PD: en el PCB faltan las resistencias 330 ohms de los display.


----------



## MrCarlos (Jul 26, 2011)

Hola ligus

Pues dile a tu afligido sobrino que hay varias cosas por mejorar en su circuito:
1- Reacomodar todos los componentes del circuito para que sea más legible a primera vista.

2- Observa la compuerta AND Marcada con una *A*. Cuando se cierre el interruptor *A* si la compuerta está a nivel bajo ésta se quemará pues por medio del interruptor *A* le llegan directamente 9v.

3- Tiene conectada la salida C del contador de las decenas a la salida de la misma compuerta AND *A.* De ese modo cuando una sea alta y la otra baja uno de los dos circuitos se quemará, el que sea más débil.

4- La terminal número 5 de los Display’s NO es necesario conectarla a tierra(Gnd).

5- Cada que los contadores de unidades y decenas llegan a 16, les está programando un cero por medio de sus entradas P1, P2, P3 y P4. Haciéndolo de ese modo y si este circuito se arma en la realidad, ese 16 no se verá en los Display’s. Para estos casos hay que restablecer a 17. 

6- Es mejor utilizar las terminales de XV y 0V donde se requieran; esto es igual a insertar una batería pero se ve más limpio el diagrama. Esas terminales están en: Insert->Power Supplies->Voltage Rail ó Zero Volt Rail.

7- Para las resistencias que van entre el decodificador y el Display, el simulador LiveWire tiene unas en grupo de 7 con lo cual se facilita el hacer el circuito. Están en Insert->Passive Components->7 Resistors. Tambien se les puede programar su valor.

Por medio del contador *B* y la compuerta AND *B* está deshabilitando los contadores de unidades y decenas por medio de sus entradas EN cuando aquel llega a 3. Correcto.

Si tu afligido sobrino quiere que cuente descendentemente habría que hacer otra circuiteria con compuertas lógicas y tal vez con compuertas de 3 estados.

saludos
a sus ordenes


----------



## ligus (Jul 27, 2011)

Muchas gracias MrCarlos por su analisis tan detallado
y didactico si yo hubiera tenido un profe como usted seguro que entendia este tema   Bueno lo he visto en el simulador y esta de DIEZ pasaremos a tratar de hacer la placa para hacerlo el proyecto real, cualquier duda y le pido disculpas desde ya, lo voy a estar molestando. Le deseo lo mejor para Usted MrCarlos .


----------



## MrCarlos (Jul 27, 2011)

++++++++

Por hacer:
1. Devuelve, por favor, una copia literal del fragmento que empiece en las palabras "4- La terminal" y termine después de "Zero Volt Rail.".
2. Según el fragmento, ¿de qué valor son las resistencias de los display que faltan en el PCB?
El material procede de otra fuente.

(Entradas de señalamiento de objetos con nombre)

++++++++

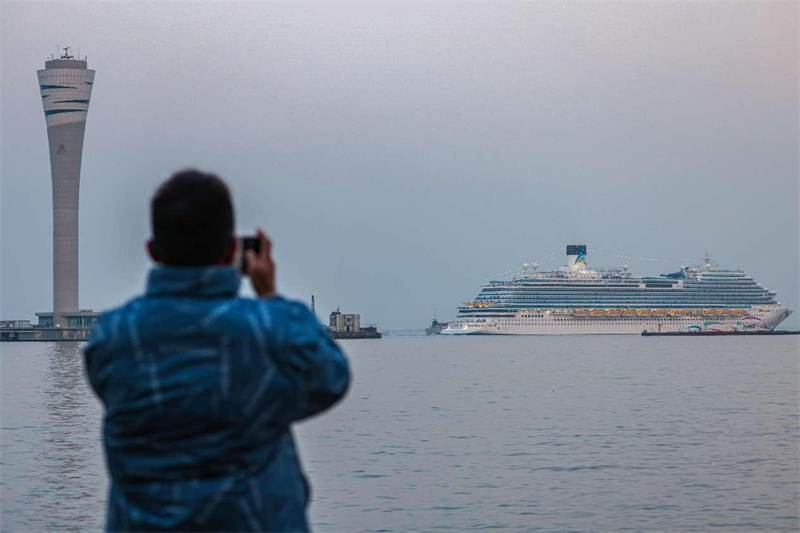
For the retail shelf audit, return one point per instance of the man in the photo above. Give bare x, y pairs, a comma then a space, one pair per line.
200, 387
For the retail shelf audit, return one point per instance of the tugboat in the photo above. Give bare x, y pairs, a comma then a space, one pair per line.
436, 327
348, 326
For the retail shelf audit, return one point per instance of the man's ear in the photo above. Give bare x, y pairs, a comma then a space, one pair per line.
151, 251
228, 260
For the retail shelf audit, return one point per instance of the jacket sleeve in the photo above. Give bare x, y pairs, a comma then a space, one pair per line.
307, 355
94, 356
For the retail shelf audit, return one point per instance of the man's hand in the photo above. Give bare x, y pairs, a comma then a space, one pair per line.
261, 268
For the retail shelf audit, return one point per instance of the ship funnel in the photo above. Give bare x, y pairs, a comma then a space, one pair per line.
576, 256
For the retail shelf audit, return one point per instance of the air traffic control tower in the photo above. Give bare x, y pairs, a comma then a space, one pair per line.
66, 88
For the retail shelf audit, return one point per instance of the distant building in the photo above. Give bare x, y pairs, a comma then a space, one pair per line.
65, 85
85, 318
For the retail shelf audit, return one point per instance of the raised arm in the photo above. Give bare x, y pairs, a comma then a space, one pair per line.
311, 359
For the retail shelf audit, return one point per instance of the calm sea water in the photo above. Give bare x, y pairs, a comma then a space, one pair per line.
504, 433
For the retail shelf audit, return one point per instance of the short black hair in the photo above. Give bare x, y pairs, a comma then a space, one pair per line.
192, 219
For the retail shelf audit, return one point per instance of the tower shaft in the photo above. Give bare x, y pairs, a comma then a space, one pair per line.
66, 87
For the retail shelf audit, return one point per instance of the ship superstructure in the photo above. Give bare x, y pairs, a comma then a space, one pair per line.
578, 300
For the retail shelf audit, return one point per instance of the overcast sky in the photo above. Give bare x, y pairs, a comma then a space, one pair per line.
400, 155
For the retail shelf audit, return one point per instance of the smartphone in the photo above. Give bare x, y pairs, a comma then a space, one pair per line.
244, 244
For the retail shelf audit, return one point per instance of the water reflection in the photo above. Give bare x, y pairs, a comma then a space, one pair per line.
52, 464
72, 415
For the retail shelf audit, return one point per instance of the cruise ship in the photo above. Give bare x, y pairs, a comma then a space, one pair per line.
578, 300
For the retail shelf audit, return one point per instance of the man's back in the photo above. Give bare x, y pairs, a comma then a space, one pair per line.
200, 388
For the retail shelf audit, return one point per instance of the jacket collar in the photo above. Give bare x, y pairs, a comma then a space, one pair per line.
200, 281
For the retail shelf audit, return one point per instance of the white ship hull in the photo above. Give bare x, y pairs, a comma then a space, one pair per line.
534, 322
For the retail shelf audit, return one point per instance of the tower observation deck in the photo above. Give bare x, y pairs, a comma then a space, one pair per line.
66, 85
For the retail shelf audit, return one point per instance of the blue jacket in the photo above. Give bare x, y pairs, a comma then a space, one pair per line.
200, 388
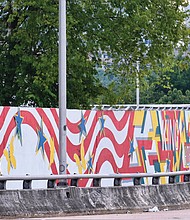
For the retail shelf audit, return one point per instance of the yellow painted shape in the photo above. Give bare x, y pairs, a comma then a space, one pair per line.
78, 163
83, 161
138, 118
12, 157
138, 156
52, 152
162, 168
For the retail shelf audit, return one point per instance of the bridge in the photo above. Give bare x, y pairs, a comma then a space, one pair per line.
73, 200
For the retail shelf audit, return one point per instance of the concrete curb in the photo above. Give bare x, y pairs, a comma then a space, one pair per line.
99, 200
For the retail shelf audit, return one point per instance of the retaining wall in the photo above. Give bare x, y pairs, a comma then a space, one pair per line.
100, 200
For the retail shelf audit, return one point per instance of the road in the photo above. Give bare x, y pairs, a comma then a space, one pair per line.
166, 215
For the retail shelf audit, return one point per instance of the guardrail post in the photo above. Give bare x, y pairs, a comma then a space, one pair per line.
3, 184
117, 181
96, 182
27, 184
137, 181
155, 180
74, 182
172, 179
51, 184
186, 178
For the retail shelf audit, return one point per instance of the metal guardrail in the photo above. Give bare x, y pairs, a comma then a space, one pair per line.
127, 107
96, 182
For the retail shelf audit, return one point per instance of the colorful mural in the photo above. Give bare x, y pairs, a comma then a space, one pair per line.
97, 141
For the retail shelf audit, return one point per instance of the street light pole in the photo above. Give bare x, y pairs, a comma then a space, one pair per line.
62, 90
137, 85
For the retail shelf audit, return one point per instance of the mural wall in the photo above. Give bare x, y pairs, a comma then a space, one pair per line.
97, 141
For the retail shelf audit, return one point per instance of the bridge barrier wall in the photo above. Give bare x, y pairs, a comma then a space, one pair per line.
98, 141
92, 200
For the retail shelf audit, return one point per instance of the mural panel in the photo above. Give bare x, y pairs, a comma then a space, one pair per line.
97, 141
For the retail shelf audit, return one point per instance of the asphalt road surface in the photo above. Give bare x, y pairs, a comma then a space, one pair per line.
158, 215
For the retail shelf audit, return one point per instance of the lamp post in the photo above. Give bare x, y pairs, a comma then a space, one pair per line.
137, 85
62, 91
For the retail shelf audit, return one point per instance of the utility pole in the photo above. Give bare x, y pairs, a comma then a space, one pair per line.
62, 91
137, 85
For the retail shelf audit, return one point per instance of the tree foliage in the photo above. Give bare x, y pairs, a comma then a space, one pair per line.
127, 31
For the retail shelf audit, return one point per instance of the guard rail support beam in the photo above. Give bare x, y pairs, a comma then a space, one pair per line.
137, 181
186, 178
74, 182
155, 180
3, 184
96, 182
27, 184
172, 179
51, 184
117, 181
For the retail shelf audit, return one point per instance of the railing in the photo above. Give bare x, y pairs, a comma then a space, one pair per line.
96, 178
127, 107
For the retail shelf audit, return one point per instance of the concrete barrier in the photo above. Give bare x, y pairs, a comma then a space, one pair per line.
94, 200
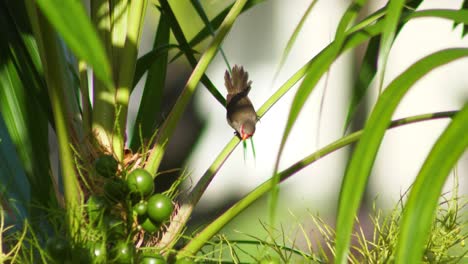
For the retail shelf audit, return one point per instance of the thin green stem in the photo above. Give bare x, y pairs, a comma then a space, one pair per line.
55, 75
103, 95
126, 71
214, 227
168, 127
86, 105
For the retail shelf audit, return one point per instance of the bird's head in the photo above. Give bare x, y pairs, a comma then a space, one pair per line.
247, 130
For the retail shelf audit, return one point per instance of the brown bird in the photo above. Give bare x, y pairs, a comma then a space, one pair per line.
241, 114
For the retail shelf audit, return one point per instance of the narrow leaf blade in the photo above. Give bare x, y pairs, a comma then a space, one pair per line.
360, 165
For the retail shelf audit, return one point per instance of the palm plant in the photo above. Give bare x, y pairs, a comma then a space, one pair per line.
66, 77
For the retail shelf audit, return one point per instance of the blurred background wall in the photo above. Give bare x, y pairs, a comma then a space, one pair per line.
257, 41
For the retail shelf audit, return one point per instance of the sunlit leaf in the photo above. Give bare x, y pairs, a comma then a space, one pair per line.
360, 165
70, 20
418, 214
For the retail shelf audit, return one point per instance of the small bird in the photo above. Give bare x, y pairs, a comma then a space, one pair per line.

++++++++

Respuestas en orden:
1.
4- La terminal número 5 de los Display’s NO es necesario conectarla a tierra(Gnd).

5- Cada que los contadores de unidades y decenas llegan a 16, les está programando un cero por medio de sus entradas P1, P2, P3 y P4. Haciéndolo de ese modo y si este circuito se arma en la realidad, ese 16 no se verá en los Display’s. Para estos casos hay que restablecer a 17. 

6- Es mejor utilizar las terminales de XV y 0V donde se requieran; esto es igual a insertar una batería pero se ve más limpio el diagrama. Esas terminales están en: Insert->Power Supplies->Voltage Rail ó Zero Volt Rail.

2. De 330 ohms.